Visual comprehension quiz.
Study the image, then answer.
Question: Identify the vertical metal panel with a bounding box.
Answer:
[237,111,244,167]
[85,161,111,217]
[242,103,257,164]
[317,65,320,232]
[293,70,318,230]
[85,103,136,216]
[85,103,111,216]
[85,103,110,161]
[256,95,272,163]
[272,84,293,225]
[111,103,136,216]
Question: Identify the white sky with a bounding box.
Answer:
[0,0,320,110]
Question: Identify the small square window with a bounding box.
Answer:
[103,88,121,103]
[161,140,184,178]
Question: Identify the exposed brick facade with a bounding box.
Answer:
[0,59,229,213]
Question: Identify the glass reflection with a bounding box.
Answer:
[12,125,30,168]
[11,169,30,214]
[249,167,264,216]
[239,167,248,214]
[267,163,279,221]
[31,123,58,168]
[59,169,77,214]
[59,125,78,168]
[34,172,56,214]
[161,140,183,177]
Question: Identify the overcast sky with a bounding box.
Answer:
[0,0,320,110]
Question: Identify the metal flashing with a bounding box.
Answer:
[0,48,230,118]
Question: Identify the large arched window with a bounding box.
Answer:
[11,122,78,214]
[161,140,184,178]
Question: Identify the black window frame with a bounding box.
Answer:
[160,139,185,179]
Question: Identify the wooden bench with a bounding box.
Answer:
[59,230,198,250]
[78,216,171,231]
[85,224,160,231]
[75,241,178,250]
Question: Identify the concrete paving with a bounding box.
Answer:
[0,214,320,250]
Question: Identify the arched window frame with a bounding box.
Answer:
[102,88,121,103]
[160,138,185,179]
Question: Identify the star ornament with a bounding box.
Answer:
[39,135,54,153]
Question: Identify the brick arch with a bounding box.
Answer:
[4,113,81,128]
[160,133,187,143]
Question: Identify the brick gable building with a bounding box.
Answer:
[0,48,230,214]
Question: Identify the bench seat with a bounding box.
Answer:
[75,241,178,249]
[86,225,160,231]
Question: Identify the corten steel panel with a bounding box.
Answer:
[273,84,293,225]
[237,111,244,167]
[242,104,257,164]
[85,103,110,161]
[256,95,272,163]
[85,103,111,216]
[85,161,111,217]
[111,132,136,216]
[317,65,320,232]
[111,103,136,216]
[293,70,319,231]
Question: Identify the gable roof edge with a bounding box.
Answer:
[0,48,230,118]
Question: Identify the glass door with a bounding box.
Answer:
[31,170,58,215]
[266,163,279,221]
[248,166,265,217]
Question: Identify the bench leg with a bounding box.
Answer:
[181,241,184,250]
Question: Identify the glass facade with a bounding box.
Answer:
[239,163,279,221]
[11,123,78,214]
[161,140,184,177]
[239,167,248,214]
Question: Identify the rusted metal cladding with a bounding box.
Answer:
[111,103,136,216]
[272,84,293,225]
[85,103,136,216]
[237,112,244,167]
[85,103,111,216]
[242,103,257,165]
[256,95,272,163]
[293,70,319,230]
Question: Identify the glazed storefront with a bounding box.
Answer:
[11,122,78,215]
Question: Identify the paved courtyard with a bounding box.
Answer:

○ ○ ○ ○

Exercise requirements:
Please copy out, word for word, the stretch of the records from the line containing "Question: Identify the glass reflection" through the line containing "[86,225,160,231]", with both of those lines included.

Output of the task:
Question: Identify the glass reflection with a bounding box.
Answer:
[12,125,30,168]
[11,169,30,214]
[249,167,264,216]
[239,167,248,214]
[267,163,279,221]
[31,123,58,168]
[59,169,77,214]
[59,125,78,168]
[34,172,56,214]
[161,140,183,177]
Question: Identify the overcast sky with a bounding box.
Answer:
[0,0,320,110]
Question: Identify the metal flashing with a bounding box.
Answer:
[0,48,230,118]
Question: Identify the large arched window with a bounding box.
Answer:
[11,122,78,214]
[161,140,184,178]
Question: Identify the black window frame with a bounding box.
Answer:
[160,139,185,179]
Question: Identify the wooden bench with a bounding box.
Answer:
[59,230,198,250]
[78,216,171,231]
[85,224,160,231]
[75,241,178,250]
Question: Identify the concrete paving with a bounding box.
Answer:
[0,214,320,250]
Question: Identify the arched window frame with a bounding box.
Answer:
[102,88,121,103]
[160,138,185,179]
Question: Identify the star ornament with a bounding box.
Answer:
[39,135,54,153]
Question: Identify the brick arch with a bounding box.
Answer:
[4,113,81,128]
[160,133,187,143]
Question: Identify the brick gable building with a bounding box.
Answer:
[0,48,230,214]
Question: Identify the bench seat with a bounding box.
Answer:
[75,241,178,249]
[86,225,160,231]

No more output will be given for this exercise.